━━━━━ INFORMATION GIVEN

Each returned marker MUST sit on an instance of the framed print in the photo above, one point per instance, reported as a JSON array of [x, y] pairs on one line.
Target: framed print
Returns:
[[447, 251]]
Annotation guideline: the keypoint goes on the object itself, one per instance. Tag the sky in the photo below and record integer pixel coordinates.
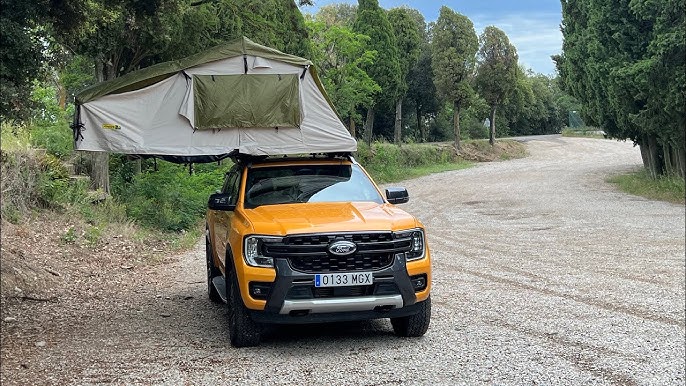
(533, 26)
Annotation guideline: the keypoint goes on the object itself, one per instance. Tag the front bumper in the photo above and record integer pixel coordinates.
(292, 297)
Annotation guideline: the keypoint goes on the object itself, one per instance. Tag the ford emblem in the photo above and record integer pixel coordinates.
(342, 248)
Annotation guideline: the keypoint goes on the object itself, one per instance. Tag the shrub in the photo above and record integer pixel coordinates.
(55, 137)
(169, 199)
(387, 162)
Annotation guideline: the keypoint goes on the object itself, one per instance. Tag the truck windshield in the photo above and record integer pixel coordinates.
(308, 183)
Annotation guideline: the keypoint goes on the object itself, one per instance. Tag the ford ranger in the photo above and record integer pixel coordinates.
(313, 240)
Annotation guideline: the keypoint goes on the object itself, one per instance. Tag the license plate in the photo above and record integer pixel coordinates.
(343, 279)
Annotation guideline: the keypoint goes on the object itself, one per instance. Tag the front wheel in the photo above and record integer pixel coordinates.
(243, 331)
(414, 325)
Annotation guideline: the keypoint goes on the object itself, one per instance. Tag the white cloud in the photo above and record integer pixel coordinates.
(537, 36)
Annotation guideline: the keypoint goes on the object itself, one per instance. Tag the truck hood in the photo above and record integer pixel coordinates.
(328, 217)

━━━━━━━━━━

■ **WHAT THE EXERCISE ASKS**: Could you return the whole listing exactly, images excluded?

■ **SOLUTION TO THIS PROBLEM**:
Each returned marker MUST sit on an instance of the framed print in the photo above, one point per instance, reported as a JSON array of [x, y] pairs on one line.
Target: framed print
Returns:
[[447, 251]]
Annotation guideline: the keypoint goes on the object itself, one per instance. Tag the sky in the photo below and record integer pixel coordinates.
(533, 26)
Annotation guideline: the keypoint goes on the object itself, one per instance. Tag the front bumper in the photo above and record integer pixel coordinates.
(292, 297)
Annotation guideline: the keypoint goes on the object itself, one per instance. Tag the ford emblem in the photo above and record integer pixel coordinates.
(342, 248)
Annotation guideline: the keypoint goes on the object itself, one per instance. Tag the shrub in the photo above and record integer pixel coordinates.
(55, 137)
(169, 199)
(387, 162)
Annotation guideline: the keypoint goes on the object itself, one per instance. Tag the truck windshield in the photo above and record integer pixel coordinates.
(308, 183)
Annotation guideline: the keypoint goes on the object itself, one per instance. Tag the ford ranger in the photo above and record integer pixel coordinates.
(313, 240)
Annotation guideline: the keypoint goes on the object itself, one per instance. Tag the license plate in the photo above and record integer pixel coordinates.
(343, 279)
Annotation guideline: the keypoint goes on the object itself, one per instance. Tag the front wheel in the photo above and record integer pixel coordinates.
(243, 331)
(414, 325)
Annotation guideline: the keypoint goes on the object itself, one per instance. Tag the white cloud in the photo above and record integer pixel coordinates.
(537, 36)
Annotation guideline: the keypoint goes on the object itself, one per instance. Tag the truck hood in the photo above and record integer pixel coordinates.
(328, 217)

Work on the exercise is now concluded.